Por Caco de Paula, Rede Galápagos, São Paulo
Educadores do ensino fundamental de todo o Brasil têm até o próximo domingo, 27 de agosto, para se inscrever no curso gratuito Avaliação Formativa na Prática. Parceria entre o Itaú Social, a Sincroniza Educação e o BID, essa iniciativa é uma formação on-line de 20 horas que capacita os educadores em estratégias de avaliação que transcendem as simples notas, focando no desenvolvimento integral do estudante. Educadores que buscam ampliar sua compreensão sobre avaliação podem aproveitar para se inscrever neste link. Nos parágrafos a seguir, trazemos mais detalhes sobre o curso e uma entrevista que ajuda a entender melhor o conceito e a prática de avaliação formativa e sua importância para a educação. Notícias da Educação conversou com o professor César Augusto Amaral Nunes, pesquisador associado ao Gepem/ Faculdade de Educação da Unicamp e autor do conteúdo do curso. “Ao concluírem esse curso, os educadores estarão mais capacitados para promover uma aprendizagem significativa e reflexiva, na qual cada aluno é visto em sua singularidade”, diz o professor. “Mais do que simplesmente ensinar, o curso é uma proposta que busca entregar ao mundo educacional profissionais engajados, colaborativos. Em resumo, uma jornada que não apenas educa, mas, acima de tudo, transforma.”

#### MATERIAL FORNECIDO
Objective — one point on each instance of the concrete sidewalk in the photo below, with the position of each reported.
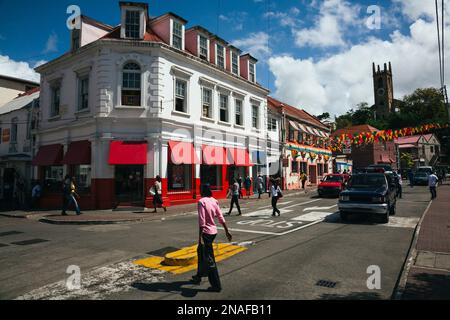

#### DETALHES DO EXERCÍCIO
Liste, por favor, todas as organizações que o texto sobre o curso Avaliação Formativa na Prática aponta como parceiras na iniciativa.

#### RESPOSTA COMPLETA
Itaú Social; Sincroniza Educação; BID